**MATERIAL SUPPLIED**:
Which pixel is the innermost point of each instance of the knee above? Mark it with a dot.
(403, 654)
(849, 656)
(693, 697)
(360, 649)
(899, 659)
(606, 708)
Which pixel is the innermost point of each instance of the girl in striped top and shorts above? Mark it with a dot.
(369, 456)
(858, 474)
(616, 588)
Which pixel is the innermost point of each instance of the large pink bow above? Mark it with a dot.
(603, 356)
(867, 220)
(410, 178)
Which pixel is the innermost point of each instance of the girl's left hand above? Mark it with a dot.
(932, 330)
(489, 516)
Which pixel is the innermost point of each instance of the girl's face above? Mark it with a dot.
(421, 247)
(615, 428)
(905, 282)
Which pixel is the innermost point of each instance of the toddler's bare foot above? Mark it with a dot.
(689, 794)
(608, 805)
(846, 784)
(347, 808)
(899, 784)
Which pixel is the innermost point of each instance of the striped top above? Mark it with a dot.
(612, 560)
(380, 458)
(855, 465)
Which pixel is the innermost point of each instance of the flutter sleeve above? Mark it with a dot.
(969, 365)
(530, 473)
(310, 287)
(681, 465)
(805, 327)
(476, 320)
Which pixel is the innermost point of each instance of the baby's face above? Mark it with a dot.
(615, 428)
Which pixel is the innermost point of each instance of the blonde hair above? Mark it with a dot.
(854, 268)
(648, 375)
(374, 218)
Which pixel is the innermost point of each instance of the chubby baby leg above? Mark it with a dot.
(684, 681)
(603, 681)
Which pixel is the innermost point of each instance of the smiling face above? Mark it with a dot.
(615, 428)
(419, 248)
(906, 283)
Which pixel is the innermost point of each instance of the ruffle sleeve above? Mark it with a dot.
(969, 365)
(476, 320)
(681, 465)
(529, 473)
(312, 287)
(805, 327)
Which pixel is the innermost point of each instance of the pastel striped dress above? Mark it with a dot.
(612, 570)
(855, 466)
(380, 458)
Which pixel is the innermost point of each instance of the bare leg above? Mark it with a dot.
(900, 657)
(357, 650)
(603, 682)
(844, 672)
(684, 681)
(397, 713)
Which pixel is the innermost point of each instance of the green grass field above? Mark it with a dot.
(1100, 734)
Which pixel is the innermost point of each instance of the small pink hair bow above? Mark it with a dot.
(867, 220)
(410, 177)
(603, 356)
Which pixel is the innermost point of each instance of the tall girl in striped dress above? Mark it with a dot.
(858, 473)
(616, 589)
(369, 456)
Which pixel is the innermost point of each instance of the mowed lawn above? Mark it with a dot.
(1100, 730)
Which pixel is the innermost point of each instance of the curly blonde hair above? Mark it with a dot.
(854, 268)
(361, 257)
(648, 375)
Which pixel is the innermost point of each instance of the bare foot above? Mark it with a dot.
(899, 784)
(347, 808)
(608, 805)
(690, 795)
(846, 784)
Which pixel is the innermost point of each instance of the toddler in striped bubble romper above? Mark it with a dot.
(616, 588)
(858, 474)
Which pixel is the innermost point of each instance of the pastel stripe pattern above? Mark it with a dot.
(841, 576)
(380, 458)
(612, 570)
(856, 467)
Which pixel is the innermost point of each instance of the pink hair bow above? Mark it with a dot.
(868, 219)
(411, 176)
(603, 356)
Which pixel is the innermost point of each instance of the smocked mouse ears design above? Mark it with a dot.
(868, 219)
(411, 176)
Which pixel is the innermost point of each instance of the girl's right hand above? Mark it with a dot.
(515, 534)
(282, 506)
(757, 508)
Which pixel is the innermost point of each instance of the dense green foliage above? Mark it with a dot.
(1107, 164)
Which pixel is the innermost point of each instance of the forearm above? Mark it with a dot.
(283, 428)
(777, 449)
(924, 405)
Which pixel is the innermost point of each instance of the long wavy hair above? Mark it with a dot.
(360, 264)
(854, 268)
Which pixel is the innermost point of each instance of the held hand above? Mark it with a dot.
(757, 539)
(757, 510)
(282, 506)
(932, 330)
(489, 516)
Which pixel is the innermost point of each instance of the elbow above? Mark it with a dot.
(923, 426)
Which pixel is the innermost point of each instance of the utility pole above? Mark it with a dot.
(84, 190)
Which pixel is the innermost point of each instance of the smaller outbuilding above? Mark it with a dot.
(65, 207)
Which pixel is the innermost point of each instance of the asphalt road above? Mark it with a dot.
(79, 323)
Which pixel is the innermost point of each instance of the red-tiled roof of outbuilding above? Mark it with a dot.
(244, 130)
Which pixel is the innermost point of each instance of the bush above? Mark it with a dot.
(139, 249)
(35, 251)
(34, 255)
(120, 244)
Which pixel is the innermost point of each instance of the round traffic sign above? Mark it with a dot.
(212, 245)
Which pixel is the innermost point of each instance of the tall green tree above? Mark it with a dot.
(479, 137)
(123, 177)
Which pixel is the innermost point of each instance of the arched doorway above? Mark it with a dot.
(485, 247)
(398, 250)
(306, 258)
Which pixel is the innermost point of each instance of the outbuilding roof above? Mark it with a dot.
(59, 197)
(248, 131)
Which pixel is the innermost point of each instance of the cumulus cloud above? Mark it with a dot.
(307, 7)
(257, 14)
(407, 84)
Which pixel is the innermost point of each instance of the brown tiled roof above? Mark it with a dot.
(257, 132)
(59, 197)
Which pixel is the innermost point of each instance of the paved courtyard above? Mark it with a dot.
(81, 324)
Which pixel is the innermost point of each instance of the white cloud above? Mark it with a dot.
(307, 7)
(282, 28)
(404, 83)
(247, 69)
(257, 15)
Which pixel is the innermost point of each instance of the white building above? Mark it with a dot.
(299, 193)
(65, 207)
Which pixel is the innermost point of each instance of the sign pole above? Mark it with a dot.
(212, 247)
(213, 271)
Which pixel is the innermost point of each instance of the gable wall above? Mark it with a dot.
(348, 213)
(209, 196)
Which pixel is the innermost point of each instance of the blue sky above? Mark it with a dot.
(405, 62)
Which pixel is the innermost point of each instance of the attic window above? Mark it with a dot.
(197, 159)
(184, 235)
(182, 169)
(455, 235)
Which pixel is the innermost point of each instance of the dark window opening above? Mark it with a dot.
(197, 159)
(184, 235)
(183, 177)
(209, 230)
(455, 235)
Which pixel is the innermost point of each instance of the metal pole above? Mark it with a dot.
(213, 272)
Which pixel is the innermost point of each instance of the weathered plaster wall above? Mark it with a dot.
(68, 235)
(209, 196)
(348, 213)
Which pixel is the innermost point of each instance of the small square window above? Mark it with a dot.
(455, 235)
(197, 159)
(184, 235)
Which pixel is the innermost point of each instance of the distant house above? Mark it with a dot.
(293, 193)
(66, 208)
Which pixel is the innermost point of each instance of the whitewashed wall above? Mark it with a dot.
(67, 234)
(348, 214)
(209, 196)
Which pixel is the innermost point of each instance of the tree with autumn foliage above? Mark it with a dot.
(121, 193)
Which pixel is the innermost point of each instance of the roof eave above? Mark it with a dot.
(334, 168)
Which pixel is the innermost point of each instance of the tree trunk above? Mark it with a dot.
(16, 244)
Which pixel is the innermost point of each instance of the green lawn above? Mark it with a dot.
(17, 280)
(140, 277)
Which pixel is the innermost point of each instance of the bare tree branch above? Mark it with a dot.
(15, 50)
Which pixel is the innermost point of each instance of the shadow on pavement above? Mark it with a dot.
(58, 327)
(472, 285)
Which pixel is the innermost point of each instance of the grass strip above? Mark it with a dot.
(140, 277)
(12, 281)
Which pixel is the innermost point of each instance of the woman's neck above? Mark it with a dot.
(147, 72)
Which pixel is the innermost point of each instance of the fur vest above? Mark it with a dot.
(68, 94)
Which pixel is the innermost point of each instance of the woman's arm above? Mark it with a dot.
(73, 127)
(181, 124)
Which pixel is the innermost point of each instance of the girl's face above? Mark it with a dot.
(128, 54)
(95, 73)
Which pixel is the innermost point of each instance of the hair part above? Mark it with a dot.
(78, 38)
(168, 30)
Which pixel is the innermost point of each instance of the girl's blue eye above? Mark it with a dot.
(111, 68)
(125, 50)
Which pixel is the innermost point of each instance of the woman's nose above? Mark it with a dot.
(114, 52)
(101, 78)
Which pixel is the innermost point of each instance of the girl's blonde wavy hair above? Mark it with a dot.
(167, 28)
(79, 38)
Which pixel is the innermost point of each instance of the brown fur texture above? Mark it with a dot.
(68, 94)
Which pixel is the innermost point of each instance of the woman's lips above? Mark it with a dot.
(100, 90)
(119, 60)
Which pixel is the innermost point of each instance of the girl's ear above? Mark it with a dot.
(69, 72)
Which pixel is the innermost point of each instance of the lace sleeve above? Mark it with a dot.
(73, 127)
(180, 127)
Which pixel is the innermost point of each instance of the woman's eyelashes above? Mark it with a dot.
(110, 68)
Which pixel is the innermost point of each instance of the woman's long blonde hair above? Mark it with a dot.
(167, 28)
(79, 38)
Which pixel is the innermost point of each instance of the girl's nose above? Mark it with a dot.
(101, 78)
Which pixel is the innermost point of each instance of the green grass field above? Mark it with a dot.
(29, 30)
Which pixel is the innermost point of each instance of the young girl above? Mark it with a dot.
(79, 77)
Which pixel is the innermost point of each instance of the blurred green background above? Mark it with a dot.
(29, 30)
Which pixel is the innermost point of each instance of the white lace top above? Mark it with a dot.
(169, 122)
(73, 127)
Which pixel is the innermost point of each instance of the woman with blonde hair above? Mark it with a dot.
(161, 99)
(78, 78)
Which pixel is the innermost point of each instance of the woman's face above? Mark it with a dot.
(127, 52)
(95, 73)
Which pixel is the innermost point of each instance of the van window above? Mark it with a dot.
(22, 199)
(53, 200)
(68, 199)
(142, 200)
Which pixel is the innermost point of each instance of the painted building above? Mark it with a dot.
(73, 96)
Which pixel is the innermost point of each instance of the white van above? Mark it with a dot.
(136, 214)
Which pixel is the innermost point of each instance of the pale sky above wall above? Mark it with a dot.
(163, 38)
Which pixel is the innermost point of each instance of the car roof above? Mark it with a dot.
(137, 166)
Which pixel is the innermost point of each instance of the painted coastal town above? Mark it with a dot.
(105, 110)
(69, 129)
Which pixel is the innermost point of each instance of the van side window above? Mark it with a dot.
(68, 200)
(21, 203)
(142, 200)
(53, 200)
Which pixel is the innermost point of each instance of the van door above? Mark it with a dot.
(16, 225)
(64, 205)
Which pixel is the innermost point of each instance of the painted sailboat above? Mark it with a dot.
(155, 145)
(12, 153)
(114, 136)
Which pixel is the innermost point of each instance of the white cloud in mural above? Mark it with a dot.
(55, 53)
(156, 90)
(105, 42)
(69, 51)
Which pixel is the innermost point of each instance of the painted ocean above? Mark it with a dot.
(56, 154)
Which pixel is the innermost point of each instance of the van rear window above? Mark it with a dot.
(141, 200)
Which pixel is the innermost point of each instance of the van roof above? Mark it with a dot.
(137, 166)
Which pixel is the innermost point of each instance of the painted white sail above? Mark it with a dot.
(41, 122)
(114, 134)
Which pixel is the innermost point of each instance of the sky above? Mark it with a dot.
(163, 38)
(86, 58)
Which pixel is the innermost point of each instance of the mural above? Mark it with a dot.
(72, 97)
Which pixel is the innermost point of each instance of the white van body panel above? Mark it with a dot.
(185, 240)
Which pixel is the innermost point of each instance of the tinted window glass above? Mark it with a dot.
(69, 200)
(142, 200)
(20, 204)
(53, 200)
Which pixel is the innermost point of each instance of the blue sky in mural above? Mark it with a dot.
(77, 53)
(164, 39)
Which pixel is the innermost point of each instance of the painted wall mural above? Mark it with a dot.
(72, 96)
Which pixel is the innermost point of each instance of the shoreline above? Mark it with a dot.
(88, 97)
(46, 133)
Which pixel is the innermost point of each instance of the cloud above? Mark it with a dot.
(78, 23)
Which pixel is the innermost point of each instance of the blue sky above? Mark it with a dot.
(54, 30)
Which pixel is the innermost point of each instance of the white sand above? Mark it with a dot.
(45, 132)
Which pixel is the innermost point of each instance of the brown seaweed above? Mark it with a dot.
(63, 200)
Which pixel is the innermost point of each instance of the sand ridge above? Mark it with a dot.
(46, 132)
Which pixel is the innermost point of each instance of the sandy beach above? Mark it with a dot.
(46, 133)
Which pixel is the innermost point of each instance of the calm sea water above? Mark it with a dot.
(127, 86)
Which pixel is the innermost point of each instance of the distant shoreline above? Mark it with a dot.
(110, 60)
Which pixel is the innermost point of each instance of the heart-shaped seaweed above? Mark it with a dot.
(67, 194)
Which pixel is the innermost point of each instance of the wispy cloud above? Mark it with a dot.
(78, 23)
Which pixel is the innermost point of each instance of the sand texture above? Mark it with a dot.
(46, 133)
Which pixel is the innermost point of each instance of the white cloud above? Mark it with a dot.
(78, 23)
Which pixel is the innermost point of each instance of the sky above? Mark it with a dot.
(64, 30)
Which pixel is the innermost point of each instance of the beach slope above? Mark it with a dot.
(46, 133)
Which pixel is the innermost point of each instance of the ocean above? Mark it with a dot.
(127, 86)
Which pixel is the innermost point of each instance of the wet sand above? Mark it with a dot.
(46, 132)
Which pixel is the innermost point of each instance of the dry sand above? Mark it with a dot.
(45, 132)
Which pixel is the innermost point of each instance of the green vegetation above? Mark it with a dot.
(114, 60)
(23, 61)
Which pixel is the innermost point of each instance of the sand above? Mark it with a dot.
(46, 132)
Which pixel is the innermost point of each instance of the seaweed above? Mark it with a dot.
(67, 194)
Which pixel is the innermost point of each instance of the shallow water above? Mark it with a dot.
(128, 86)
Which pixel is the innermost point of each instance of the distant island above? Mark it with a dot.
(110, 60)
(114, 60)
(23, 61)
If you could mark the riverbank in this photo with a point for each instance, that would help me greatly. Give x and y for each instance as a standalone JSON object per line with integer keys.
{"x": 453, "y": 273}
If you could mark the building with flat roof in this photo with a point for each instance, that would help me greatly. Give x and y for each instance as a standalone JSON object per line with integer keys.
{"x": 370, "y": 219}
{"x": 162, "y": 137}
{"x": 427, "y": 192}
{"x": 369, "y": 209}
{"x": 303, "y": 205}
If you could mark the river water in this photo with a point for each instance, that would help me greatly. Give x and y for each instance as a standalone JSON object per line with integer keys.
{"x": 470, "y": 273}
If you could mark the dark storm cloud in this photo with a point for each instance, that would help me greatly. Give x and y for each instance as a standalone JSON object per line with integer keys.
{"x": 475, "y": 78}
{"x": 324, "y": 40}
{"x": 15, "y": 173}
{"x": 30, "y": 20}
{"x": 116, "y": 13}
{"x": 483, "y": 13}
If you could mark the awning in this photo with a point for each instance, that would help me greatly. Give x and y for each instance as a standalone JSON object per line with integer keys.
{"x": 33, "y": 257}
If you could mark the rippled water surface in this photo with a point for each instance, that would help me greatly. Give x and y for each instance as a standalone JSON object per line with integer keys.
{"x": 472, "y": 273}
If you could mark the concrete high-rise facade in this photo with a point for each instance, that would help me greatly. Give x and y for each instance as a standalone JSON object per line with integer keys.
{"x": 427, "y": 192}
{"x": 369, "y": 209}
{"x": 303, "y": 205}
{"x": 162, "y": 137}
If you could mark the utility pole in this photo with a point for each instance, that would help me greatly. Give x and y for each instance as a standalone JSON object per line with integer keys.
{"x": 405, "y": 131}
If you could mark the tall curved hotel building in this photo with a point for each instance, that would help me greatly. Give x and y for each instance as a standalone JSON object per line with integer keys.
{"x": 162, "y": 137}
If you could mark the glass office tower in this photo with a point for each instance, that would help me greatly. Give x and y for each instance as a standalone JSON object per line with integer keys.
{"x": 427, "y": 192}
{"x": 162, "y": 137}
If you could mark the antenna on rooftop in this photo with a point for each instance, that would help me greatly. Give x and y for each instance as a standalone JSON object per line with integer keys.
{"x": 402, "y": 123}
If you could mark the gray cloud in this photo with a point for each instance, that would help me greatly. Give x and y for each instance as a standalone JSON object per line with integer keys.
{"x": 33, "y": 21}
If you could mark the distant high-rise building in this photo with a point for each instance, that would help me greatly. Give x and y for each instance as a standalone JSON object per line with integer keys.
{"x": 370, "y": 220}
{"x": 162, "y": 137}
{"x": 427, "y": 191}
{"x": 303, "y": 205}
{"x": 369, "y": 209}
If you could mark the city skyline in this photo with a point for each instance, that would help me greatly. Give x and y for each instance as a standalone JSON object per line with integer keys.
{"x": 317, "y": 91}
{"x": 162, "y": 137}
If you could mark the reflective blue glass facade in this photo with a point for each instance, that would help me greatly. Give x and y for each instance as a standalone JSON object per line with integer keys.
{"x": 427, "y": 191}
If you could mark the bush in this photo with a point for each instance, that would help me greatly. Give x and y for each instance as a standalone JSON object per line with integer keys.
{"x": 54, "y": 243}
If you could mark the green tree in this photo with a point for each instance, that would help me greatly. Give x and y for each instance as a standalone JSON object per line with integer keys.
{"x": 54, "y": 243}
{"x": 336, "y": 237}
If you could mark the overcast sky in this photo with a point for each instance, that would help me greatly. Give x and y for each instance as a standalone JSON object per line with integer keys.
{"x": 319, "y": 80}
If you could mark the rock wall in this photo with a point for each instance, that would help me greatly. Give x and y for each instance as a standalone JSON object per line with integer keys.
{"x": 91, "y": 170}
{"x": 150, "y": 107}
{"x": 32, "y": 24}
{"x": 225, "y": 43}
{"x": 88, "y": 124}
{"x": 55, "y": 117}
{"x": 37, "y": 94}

**WHAT THE TASK REQUIRES**: Copy, exactly and with nothing added, the lines from the one containing "If you could mark the rock" through the end of the records.

**TASK RESULT**:
If you could mark the rock wall in this photo with a point for each instance, that would help me greatly. Give x and y for each instance as a standalone JSON object per line with integer keys.
{"x": 91, "y": 170}
{"x": 150, "y": 107}
{"x": 32, "y": 24}
{"x": 225, "y": 43}
{"x": 88, "y": 124}
{"x": 55, "y": 117}
{"x": 37, "y": 94}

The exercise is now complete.